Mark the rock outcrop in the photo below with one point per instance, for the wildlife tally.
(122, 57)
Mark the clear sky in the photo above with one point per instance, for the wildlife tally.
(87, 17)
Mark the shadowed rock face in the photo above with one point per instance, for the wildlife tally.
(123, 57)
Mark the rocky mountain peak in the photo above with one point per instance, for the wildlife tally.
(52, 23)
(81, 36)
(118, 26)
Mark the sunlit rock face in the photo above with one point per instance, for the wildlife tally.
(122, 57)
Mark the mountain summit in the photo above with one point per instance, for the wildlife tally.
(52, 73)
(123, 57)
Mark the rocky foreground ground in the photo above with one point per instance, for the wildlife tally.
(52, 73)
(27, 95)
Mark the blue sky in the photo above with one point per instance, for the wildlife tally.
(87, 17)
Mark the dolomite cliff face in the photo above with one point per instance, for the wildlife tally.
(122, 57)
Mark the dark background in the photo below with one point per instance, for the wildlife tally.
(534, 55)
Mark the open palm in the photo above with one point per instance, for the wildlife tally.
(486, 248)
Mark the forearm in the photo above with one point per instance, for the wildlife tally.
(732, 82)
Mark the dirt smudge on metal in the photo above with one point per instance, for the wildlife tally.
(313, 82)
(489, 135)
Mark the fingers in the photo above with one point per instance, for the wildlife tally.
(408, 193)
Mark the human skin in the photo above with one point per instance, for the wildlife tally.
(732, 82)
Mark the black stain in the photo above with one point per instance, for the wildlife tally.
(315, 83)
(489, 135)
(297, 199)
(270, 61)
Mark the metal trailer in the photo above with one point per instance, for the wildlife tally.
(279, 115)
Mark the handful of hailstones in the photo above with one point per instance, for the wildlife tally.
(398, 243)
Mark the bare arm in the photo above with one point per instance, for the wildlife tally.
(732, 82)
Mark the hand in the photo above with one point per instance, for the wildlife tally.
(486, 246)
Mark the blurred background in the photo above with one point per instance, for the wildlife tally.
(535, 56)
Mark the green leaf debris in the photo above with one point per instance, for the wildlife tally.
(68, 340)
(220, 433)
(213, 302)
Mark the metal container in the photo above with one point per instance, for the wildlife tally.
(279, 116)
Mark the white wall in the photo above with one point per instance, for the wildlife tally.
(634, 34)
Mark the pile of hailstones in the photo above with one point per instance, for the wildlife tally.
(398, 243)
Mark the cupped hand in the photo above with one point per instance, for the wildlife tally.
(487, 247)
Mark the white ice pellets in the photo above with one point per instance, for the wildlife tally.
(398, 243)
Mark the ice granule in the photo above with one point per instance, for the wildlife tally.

================

Print each of the lines above again word for word, from the first to the last, without changing anything.

Mark the rock outcrop in the photo below with one point per instance, for the wildlife tally.
(122, 57)
Mark the clear sky in the photo above with one point per instance, for the wildlife tally.
(87, 17)
Mark the shadowed rock face in the photo above with one point per instance, for the wildlife tally.
(123, 57)
Mark the rocky mountain peak in the photo above with one point per instance, for the wildlife tally.
(52, 23)
(81, 36)
(118, 26)
Mark the sunlit rock face in the photo above with one point per instance, for the wildlife tally.
(122, 57)
Mark the mountain summit in the photo above with one point per instance, for the wildlife tally.
(52, 73)
(123, 57)
Mark the rocky foreground ground in the photo above with one point per instance, for the wildlife tally.
(52, 73)
(27, 95)
Mark the blue sky in the photo above with one point per instance, for the wildlife tally.
(87, 17)
Mark the dolomite cliff face in the photo above with one point per instance, for the wildlife tally.
(122, 57)
Mark the dark background in the photo below with one point per instance, for the wildlife tally.
(534, 55)
Mark the open palm in the photo above with one point per instance, for the wildlife tally.
(486, 248)
Mark the forearm in the photo above with one point per instance, for the wildlife tally.
(732, 82)
Mark the dirt smudge on metal in the photo above with one point per instance, for the wildlife tally.
(313, 82)
(489, 135)
Mark the fingers in the photo above with one point per instance, for the wildlife tally.
(408, 193)
Mark the human skin in the photo above with one point per instance, for the wildlife tally.
(732, 82)
Mark the black stain in the photo above with one point per instance, for the wildlife tally.
(315, 83)
(489, 135)
(297, 199)
(270, 61)
Mark the metal trailer in the photo above with one point per instance, for the wildlife tally.
(279, 115)
Mark the handful of hailstones in the photo above with one point per instance, for the wildlife tally.
(398, 243)
Mark the bare arm in the photo above with one point per instance, for the wildlife tally.
(732, 82)
Mark the hand in the photo above with one point per instance, for the wildlife tally.
(486, 246)
Mark the blurred background in the photo above with one point per instance, for the wildlife tally.
(535, 56)
Mark the green leaf debris in the photo above with one point per instance, for the wildlife tally.
(68, 340)
(220, 433)
(213, 302)
Mark the metal container in the photo above with one point per instance, for the wildlife tally.
(279, 116)
Mark the white wall in the photo above with one point per instance, for the wildlife tally.
(634, 34)
Mark the pile of hailstones in the photo above with one point per instance, for the wildlife tally.
(398, 243)
Mark the cupped hand in the photo above with one point per instance, for the wildlife tally.
(487, 247)
Mark the white ice pellets in the photo above with one point per instance, for the wildlife tally.
(398, 243)
Mark the ice granule in the photo above with one point per instance, for the wildlife tally.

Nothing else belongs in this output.